[AIM]
Copy only this range: the line with "Return one point per instance of the dark stone" through the final line of the material, inclusive at both ends.

Location labeling records:
* * * *
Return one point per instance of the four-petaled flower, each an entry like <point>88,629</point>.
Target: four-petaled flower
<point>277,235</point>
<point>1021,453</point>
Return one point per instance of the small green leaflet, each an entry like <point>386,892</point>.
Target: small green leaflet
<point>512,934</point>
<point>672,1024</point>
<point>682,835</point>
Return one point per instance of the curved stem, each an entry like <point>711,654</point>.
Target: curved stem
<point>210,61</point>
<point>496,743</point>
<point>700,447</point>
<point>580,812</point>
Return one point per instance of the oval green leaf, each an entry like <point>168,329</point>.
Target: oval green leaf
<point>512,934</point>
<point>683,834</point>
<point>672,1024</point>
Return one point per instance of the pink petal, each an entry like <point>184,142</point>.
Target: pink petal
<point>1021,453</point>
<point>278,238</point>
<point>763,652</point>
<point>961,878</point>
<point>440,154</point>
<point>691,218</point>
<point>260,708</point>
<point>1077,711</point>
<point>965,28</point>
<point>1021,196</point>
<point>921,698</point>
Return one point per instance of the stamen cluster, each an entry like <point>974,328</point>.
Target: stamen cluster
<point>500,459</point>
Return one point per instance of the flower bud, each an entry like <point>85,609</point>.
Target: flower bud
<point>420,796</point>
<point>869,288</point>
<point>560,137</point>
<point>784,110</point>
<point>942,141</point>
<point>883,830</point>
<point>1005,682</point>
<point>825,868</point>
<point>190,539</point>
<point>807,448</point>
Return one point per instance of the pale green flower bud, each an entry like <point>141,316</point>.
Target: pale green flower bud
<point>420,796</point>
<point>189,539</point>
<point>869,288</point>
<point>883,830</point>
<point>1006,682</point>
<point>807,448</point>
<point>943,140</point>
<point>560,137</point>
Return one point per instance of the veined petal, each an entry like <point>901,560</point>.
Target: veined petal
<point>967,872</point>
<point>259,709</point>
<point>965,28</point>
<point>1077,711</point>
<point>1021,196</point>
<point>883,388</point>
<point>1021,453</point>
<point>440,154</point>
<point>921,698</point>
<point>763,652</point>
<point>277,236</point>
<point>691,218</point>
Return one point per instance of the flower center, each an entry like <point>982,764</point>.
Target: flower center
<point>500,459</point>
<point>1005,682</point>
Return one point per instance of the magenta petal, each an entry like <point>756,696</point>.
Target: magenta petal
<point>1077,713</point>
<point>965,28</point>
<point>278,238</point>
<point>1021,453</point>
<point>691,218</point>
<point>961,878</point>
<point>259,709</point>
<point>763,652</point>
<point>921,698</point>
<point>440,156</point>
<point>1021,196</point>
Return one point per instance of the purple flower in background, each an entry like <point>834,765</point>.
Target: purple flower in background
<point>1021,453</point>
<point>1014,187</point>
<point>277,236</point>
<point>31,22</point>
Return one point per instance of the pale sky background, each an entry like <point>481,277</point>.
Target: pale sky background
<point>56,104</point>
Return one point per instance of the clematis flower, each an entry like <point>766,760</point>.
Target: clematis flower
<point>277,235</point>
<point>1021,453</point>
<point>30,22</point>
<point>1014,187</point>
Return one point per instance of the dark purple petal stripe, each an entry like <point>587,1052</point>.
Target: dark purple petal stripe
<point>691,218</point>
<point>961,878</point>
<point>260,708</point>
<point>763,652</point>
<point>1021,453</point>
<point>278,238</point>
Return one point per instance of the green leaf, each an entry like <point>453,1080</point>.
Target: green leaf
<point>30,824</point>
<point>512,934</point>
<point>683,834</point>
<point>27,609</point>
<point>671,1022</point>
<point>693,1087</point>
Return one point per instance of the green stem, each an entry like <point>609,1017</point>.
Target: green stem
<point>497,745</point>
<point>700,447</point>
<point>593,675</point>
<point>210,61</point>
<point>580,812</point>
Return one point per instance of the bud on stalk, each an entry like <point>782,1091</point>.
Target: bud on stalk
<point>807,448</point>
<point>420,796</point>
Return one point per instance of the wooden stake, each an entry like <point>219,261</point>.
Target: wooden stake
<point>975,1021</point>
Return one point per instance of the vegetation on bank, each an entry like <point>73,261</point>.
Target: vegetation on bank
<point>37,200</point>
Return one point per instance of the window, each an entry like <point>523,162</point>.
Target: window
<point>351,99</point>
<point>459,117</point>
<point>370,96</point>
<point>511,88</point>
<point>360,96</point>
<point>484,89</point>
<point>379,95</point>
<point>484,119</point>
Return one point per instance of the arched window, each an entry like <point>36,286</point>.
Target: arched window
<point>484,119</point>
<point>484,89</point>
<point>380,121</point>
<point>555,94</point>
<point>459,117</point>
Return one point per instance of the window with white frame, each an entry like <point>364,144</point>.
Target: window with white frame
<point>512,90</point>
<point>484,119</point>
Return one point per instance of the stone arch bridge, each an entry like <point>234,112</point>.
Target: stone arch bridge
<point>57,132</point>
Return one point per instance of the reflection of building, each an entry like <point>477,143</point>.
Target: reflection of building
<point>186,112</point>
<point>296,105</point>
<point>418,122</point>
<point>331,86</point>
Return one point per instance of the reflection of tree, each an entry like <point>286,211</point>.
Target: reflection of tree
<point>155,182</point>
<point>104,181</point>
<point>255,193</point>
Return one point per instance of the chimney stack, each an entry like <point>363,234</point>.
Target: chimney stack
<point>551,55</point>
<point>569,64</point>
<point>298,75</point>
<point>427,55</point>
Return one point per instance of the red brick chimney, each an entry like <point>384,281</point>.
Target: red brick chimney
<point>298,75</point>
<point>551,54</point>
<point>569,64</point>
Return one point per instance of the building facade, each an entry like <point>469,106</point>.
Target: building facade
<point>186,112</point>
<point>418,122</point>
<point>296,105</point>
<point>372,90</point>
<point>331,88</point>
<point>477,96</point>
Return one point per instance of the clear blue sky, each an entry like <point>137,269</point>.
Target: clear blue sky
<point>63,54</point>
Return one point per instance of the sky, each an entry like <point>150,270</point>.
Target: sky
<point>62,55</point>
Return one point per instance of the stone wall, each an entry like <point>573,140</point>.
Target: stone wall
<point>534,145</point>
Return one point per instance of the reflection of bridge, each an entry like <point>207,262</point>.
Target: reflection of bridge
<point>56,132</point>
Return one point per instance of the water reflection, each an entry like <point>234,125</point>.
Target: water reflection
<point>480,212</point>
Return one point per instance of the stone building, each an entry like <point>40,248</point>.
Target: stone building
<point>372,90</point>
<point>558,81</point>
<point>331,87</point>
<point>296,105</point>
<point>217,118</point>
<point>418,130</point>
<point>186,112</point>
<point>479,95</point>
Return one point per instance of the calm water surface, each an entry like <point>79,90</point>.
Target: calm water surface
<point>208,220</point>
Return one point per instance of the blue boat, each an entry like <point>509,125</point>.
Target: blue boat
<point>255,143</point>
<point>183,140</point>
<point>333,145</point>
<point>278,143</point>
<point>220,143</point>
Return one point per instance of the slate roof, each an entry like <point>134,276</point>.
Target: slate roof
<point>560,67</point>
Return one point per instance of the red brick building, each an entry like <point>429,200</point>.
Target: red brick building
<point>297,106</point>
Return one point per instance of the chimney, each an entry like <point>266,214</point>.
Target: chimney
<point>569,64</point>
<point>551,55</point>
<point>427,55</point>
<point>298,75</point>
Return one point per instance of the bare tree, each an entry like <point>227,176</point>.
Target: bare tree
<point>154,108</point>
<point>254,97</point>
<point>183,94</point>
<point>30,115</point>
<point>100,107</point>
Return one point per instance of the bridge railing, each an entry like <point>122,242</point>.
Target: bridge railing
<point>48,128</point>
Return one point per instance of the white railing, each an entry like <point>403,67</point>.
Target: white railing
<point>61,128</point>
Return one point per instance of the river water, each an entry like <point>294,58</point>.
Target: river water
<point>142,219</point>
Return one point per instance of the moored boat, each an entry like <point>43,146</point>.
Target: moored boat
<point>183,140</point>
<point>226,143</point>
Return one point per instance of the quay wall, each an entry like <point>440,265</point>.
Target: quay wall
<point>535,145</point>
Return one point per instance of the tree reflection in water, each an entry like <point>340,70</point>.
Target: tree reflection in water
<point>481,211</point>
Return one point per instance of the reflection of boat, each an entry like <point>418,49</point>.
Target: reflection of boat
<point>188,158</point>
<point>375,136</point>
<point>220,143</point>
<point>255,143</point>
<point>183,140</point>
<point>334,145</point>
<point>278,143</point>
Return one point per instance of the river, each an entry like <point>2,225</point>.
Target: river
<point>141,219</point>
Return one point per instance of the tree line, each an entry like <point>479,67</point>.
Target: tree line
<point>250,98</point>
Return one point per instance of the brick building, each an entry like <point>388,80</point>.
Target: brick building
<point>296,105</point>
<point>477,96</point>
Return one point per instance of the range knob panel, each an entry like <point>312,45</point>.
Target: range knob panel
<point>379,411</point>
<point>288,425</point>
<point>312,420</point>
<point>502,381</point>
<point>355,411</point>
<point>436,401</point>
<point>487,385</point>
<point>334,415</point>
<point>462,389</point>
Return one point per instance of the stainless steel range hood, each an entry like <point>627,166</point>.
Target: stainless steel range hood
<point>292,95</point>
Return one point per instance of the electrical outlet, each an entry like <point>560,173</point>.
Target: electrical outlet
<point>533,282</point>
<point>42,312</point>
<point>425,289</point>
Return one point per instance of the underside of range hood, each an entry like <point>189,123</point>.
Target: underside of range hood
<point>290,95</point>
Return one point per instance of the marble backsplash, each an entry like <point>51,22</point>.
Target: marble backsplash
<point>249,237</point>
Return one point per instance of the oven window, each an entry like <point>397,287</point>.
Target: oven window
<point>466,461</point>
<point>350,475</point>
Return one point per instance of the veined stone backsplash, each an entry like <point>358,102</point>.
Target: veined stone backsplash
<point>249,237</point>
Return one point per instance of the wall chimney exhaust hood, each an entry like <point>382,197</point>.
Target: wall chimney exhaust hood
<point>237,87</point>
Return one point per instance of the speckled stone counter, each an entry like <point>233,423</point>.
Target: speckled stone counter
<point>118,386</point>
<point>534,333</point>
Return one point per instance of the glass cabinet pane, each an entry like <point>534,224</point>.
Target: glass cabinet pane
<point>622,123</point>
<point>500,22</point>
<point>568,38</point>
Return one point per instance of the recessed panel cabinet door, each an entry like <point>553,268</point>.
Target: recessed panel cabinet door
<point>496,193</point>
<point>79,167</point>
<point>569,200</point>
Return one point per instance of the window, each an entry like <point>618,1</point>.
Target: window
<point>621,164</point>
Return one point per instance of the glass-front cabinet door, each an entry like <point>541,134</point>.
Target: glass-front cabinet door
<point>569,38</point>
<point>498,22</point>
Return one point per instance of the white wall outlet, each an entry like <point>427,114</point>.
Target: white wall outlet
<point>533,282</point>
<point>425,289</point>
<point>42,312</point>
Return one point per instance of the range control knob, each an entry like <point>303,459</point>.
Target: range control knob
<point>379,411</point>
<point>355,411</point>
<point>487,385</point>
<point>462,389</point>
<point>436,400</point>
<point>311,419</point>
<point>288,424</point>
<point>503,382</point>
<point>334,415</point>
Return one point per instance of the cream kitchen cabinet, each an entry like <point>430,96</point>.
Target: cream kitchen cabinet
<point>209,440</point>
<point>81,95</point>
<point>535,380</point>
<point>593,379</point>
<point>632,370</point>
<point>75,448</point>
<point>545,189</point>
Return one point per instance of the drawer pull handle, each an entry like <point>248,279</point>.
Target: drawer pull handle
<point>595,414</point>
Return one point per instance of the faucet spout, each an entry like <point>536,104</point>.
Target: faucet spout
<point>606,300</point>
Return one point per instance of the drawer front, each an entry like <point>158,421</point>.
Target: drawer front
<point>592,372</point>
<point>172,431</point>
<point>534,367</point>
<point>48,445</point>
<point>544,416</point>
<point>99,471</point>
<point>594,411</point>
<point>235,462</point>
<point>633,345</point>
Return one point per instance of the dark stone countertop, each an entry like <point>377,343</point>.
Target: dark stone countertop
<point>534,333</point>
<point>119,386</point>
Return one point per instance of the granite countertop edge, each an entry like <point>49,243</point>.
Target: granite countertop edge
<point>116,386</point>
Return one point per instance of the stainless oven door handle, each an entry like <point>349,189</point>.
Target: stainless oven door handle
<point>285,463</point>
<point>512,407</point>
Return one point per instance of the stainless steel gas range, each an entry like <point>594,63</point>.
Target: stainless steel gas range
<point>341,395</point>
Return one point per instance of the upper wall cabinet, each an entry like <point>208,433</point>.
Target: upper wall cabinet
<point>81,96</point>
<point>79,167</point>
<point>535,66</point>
* * * *
[FULL SOLUTION]
Return one point per instance of the dark stone countertop, each an entry like <point>377,343</point>.
Target: dark stone countertop
<point>534,333</point>
<point>119,386</point>
Return one point per instance of the granite countertop edge, each an entry like <point>49,243</point>.
Target: granite countertop edge
<point>116,386</point>
Return one point per instance of the stainless oven door handle, each an entry like <point>349,189</point>.
Target: stainless oven door handle
<point>285,463</point>
<point>512,407</point>
Return one point per instance of the stainless steel gas range, each an entry like <point>594,63</point>.
Target: stainless steel gas range
<point>341,395</point>
Return one point per instance of the upper wall cabinet, each an entry like <point>208,433</point>.
Target: upper wall cabinet
<point>81,96</point>
<point>79,167</point>
<point>535,66</point>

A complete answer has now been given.